**Work instructions**. Set the entries down again exactly; none may be skipped.

(Referring expression grounding data)
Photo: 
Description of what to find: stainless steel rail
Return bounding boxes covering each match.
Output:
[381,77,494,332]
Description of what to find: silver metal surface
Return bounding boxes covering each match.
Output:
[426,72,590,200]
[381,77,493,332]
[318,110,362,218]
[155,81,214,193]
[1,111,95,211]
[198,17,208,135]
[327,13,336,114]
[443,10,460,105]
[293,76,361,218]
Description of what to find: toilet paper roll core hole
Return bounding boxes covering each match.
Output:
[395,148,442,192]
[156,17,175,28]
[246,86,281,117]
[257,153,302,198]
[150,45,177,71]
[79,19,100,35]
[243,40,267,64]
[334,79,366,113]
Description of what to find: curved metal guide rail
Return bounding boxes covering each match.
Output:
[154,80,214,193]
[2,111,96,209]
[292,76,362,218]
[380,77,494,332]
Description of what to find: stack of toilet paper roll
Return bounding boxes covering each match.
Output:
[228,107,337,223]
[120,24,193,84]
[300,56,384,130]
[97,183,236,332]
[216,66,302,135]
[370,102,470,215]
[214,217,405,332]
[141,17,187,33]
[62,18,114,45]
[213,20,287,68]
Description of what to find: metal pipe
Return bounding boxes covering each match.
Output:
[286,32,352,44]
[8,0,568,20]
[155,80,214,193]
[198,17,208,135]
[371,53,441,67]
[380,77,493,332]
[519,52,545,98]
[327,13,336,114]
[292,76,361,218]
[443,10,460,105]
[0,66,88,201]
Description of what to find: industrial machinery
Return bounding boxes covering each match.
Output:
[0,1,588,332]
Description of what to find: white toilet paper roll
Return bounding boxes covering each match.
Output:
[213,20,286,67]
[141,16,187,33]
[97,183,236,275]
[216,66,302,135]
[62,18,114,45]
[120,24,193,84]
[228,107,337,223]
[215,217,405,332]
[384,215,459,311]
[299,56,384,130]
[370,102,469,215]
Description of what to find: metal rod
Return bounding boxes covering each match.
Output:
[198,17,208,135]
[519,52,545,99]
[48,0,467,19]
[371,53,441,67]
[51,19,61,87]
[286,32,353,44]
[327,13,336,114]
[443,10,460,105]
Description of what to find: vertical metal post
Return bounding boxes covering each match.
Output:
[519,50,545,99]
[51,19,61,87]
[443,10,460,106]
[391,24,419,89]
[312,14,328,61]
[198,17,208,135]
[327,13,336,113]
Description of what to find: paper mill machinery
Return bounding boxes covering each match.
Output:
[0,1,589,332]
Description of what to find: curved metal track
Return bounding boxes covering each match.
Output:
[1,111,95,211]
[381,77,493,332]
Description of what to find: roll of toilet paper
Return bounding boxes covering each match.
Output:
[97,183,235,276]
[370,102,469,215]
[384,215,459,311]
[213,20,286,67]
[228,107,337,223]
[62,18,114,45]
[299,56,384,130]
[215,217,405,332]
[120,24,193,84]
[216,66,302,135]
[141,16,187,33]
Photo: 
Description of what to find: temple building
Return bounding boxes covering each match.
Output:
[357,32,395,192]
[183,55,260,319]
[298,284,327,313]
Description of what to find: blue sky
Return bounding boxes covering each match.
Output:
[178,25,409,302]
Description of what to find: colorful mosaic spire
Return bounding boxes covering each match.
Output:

**Response to this exercise**.
Photo: 
Description of what to find: stainless steel rail
Return bounding boxes covering each match.
Output:
[381,77,494,332]
Description of what to find: silver metal surface
Return bounding boxes covering each match.
Output:
[426,72,590,200]
[381,77,493,332]
[318,110,362,218]
[155,81,214,193]
[1,111,95,211]
[198,17,208,135]
[327,13,336,114]
[443,10,460,105]
[293,76,361,218]
Description of what to find: toilet paper roll core hole
Return bounding boxes covering each match.
Output:
[395,148,442,192]
[156,17,175,28]
[246,86,281,117]
[257,153,302,198]
[150,45,177,71]
[79,19,100,35]
[243,40,267,64]
[334,79,366,113]
Description of what to find: curved metal guide rail
Return bounding boxes covering each match.
Output:
[154,80,214,193]
[2,111,96,209]
[292,76,362,218]
[380,77,494,332]
Description of what to find: stack of toilet paper roll
Return bounding boxes covering each match.
Output:
[228,107,337,223]
[120,24,193,84]
[300,56,384,130]
[97,183,236,332]
[216,66,302,135]
[370,102,470,215]
[214,217,405,332]
[141,17,187,33]
[62,18,114,45]
[213,20,287,68]
Description of what to find: metal pipe
Return bounding boxes covering each match.
Output:
[286,32,352,44]
[8,0,568,20]
[155,80,214,193]
[198,17,208,135]
[371,53,441,67]
[380,77,493,332]
[519,52,545,98]
[327,13,336,114]
[292,76,361,218]
[443,10,460,105]
[0,66,88,201]
Description of what to find: industrial machinery
Return bounding boxes covering each match.
Output:
[0,1,588,332]
Description of what to find: white toilet paper roll
Return bounding boxes covering each match.
Output:
[213,20,286,67]
[141,16,187,33]
[97,183,236,275]
[216,66,302,135]
[62,18,114,45]
[120,24,193,84]
[228,107,337,223]
[215,217,405,332]
[384,215,459,311]
[299,56,384,130]
[370,102,469,215]
Description of what to find: metal rod
Return bounding boxes covering each match.
Output:
[198,17,208,135]
[519,52,545,99]
[48,0,467,19]
[371,53,441,67]
[51,19,61,87]
[286,32,353,44]
[327,13,336,114]
[443,10,460,105]
Description of what to find: vertical metal post
Return bounding boxes covering each match.
Output:
[519,50,545,99]
[51,19,61,87]
[443,10,460,106]
[391,24,419,89]
[312,14,328,61]
[198,17,208,135]
[327,13,336,113]
Description of what to find: paper mill machinery
Return bounding boxes covering each match.
Output:
[0,1,589,332]
Description of what to find: curved metal track
Return bounding boxes covering each match.
Output:
[1,111,95,211]
[381,77,493,332]
Description of what to find: roll of toilet paper
Return bounding boxes covering each match.
Output:
[97,183,235,276]
[370,102,469,215]
[384,215,459,311]
[213,20,286,67]
[228,107,337,223]
[62,18,114,45]
[299,56,384,130]
[215,217,405,332]
[120,24,193,84]
[216,66,302,135]
[141,16,187,33]
Photo: 
Description of what to find: temple building
Return bounding boxes covering each match.
Output:
[357,32,395,192]
[183,55,260,319]
[298,284,327,313]
Description of what to find: blue sky
Return bounding boxes covering each match.
Output:
[178,25,409,302]
Description of what to find: colorful mosaic spire
Return bounding boxes covering each match.
Output:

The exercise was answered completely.